══ SUPPLIED MATERIAL
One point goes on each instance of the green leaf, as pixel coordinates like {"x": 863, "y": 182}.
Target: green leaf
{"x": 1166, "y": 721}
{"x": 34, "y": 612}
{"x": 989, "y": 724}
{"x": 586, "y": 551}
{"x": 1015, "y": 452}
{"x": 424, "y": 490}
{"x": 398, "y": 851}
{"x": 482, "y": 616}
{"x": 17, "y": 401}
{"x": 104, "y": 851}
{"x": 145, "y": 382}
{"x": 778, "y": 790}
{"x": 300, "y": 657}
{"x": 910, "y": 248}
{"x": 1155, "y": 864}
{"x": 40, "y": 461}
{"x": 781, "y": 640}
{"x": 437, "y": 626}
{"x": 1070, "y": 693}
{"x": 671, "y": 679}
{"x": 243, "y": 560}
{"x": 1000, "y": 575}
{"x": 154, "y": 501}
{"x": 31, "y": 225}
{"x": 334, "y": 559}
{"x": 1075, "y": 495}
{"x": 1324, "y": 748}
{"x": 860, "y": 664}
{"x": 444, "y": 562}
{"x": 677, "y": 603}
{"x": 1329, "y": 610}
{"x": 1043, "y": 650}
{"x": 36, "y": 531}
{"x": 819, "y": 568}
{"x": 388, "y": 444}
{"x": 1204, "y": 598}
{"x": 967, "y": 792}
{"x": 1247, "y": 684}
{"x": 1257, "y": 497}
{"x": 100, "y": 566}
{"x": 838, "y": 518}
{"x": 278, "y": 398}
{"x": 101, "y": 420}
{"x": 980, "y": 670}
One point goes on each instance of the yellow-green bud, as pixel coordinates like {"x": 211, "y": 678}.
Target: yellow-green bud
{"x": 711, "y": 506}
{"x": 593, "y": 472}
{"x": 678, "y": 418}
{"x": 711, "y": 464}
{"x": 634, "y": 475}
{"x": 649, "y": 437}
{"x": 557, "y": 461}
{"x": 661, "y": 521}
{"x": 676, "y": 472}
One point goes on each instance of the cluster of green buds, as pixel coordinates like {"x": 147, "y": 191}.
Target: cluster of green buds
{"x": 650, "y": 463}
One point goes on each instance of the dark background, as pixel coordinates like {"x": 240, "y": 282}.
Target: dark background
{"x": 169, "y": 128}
════
• [TASK]
Repeat everything from the line containing "One point goes on each instance of the cluster" down to the end of the entries, requests included, with each x and y coordinate in the answers multiplied by 0.85 and rounded to a whole number, halves up. Leave the requests and their sample coordinates unchanged, and give only these lines.

• [CORRECT RESPONSE]
One point goes on each instance of the cluster of green buds, as pixel coordinates like {"x": 147, "y": 191}.
Target: cluster of green buds
{"x": 553, "y": 394}
One point goes on each instance of the dark background, as pixel coordinates like {"x": 240, "y": 282}.
Target: dark background
{"x": 144, "y": 109}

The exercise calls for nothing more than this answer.